==== SUPPLIED RECORDS

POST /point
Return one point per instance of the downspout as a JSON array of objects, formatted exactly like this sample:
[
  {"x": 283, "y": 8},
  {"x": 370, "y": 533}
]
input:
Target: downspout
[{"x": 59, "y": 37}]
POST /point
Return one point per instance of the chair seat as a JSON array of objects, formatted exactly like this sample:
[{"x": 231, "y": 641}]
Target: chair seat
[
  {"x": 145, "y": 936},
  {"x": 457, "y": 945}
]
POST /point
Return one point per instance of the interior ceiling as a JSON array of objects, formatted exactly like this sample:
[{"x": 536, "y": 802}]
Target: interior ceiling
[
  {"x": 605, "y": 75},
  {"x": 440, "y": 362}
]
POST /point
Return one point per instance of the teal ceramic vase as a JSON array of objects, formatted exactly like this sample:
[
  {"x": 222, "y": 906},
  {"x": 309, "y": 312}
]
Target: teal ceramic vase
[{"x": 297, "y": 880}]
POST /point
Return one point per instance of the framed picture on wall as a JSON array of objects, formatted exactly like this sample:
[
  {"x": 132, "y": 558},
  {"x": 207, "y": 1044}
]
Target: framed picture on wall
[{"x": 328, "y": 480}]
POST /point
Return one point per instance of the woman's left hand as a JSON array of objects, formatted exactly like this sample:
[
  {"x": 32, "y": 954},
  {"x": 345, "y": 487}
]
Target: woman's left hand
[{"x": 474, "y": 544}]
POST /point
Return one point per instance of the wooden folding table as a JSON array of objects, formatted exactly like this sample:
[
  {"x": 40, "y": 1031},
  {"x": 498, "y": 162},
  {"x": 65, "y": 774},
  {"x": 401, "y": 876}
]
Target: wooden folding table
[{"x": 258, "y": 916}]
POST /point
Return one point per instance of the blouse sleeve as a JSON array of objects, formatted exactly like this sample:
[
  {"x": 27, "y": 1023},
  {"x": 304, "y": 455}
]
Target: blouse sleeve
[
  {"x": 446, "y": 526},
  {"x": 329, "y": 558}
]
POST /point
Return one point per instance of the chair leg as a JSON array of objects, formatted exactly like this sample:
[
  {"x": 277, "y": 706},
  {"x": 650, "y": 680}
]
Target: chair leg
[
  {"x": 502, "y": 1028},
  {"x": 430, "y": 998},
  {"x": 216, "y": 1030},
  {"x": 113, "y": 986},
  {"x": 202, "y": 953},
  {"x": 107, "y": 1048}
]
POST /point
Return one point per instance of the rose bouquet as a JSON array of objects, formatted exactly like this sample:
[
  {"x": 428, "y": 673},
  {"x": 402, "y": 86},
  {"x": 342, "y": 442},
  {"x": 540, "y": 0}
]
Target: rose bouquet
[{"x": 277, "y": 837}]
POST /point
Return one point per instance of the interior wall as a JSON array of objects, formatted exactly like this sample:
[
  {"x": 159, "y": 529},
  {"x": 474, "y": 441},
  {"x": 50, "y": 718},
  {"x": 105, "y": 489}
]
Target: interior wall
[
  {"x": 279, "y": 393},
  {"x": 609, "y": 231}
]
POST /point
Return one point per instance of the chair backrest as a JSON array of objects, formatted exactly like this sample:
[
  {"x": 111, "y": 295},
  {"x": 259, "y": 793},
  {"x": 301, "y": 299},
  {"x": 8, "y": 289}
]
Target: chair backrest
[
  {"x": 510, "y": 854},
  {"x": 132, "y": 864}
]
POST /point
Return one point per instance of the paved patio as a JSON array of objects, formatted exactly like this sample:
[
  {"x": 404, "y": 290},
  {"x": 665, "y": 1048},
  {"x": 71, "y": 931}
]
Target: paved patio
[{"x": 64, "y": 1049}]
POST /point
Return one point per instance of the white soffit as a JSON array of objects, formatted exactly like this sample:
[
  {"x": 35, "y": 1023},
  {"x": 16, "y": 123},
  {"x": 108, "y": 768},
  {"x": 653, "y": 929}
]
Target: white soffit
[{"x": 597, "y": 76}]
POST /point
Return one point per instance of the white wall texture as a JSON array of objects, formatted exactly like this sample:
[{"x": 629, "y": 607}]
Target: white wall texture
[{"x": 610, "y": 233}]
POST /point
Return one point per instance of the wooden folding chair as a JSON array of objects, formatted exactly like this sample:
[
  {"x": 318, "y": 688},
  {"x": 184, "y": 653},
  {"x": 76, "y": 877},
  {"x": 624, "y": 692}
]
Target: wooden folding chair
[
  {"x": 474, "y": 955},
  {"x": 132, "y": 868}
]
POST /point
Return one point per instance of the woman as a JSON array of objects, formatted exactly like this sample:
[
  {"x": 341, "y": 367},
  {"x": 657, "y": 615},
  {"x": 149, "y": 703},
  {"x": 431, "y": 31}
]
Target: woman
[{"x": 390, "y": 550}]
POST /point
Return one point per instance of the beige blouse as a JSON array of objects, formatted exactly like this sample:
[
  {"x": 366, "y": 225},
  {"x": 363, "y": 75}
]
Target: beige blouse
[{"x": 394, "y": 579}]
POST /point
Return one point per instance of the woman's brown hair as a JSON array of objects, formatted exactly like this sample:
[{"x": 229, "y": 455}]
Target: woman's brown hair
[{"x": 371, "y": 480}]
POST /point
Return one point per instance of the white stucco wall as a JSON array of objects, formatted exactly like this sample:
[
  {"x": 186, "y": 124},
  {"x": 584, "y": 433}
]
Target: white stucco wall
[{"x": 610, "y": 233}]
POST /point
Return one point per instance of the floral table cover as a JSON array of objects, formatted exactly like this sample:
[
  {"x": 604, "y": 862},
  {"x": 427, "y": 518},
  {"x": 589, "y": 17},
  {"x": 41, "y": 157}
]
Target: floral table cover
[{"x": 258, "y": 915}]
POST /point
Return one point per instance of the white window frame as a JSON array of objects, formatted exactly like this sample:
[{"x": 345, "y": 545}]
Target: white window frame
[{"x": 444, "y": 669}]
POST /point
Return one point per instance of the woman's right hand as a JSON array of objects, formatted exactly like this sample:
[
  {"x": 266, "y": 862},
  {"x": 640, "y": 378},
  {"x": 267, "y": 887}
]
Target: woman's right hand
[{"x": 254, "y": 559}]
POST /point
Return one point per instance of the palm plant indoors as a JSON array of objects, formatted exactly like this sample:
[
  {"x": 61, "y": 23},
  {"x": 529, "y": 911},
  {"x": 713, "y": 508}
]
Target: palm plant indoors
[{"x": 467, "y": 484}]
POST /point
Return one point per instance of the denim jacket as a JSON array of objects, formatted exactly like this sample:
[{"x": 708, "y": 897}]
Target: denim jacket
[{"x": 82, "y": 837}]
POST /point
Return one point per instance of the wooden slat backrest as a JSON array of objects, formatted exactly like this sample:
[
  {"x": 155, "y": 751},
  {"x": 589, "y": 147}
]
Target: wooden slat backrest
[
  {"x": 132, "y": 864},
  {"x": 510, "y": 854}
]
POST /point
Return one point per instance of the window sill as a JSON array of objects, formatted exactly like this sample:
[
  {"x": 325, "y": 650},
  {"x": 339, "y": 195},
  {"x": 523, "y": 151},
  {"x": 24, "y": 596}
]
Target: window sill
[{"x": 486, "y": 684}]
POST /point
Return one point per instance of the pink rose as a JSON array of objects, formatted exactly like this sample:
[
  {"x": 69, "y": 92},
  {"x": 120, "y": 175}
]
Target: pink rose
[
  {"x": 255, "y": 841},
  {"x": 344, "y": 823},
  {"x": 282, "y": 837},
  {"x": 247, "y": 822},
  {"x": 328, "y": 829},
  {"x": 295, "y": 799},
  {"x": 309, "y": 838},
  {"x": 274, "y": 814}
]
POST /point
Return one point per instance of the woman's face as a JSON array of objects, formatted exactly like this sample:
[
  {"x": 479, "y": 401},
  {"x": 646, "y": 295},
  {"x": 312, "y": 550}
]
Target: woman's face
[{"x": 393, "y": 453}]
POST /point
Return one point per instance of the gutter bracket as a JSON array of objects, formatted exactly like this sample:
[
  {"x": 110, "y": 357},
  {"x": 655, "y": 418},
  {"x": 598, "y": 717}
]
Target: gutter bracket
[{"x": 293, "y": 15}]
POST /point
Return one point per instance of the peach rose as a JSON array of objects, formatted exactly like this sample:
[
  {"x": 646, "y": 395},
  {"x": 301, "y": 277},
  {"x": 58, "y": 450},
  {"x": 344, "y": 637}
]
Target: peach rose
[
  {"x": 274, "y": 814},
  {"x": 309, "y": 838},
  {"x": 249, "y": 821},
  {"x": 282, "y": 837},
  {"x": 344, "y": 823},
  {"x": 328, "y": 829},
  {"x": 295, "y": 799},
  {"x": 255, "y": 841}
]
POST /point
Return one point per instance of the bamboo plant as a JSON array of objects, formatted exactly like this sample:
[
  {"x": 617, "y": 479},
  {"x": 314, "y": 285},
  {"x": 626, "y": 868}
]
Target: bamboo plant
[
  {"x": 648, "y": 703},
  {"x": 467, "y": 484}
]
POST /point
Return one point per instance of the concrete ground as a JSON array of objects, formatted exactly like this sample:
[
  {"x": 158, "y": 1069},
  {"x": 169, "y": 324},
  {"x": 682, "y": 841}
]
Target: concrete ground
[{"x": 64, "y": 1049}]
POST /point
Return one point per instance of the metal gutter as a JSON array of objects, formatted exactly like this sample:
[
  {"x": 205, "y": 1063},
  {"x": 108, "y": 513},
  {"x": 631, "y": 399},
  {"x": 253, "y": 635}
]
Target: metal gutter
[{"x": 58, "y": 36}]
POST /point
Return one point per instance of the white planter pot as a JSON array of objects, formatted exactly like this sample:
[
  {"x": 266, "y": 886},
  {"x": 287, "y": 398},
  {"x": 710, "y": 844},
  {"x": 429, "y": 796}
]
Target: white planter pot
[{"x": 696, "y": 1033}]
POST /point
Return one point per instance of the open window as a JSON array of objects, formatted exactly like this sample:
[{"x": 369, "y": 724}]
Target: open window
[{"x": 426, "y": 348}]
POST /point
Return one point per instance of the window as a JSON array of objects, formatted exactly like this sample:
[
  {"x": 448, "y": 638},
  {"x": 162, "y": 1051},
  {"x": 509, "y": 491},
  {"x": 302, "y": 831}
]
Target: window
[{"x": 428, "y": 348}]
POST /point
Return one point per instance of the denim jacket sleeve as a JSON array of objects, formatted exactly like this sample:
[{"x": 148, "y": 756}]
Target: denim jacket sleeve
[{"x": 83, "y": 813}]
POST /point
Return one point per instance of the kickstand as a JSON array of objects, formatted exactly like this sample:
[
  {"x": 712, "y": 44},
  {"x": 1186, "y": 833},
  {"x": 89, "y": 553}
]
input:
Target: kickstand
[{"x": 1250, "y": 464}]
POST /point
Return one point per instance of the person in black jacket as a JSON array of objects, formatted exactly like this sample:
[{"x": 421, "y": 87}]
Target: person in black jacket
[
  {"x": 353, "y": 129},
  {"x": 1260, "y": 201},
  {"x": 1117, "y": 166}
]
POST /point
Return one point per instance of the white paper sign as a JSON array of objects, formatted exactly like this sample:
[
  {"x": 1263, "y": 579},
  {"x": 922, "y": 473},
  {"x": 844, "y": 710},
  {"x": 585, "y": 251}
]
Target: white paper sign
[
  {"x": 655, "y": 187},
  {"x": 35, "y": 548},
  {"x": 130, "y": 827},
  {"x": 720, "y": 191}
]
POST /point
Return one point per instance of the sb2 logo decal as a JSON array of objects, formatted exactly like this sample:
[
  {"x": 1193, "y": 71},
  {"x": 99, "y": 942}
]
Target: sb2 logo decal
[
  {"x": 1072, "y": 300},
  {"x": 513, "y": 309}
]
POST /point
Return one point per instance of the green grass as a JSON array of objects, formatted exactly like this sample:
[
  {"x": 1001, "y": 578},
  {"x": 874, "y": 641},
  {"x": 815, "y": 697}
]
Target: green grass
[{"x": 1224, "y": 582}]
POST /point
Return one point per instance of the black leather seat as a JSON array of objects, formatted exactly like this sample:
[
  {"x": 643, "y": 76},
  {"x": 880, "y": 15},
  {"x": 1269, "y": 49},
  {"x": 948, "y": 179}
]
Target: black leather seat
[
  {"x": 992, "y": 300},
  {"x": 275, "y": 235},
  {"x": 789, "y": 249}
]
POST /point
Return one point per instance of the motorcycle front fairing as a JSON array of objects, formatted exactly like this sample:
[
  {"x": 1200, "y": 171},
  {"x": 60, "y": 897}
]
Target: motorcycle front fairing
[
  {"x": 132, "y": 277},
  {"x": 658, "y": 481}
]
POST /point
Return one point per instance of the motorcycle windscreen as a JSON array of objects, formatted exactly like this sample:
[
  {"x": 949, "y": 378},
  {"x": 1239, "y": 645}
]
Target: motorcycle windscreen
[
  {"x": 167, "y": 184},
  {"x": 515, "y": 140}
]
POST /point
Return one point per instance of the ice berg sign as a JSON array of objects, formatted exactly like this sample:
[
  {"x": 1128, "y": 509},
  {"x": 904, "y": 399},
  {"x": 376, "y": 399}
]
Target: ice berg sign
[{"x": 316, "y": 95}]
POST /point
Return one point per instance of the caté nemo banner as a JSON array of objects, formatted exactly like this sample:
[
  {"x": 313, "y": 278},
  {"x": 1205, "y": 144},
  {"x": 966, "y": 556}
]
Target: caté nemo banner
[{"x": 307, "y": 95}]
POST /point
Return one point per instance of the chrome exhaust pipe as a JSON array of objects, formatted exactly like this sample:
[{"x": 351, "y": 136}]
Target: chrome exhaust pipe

========

Pull out every line in the records above that contains the word "ceiling".

FULL OUTPUT:
Return one point per instance of the interior ceiling as a JSON array of objects, formatted exactly like this sample:
Target: interior ceiling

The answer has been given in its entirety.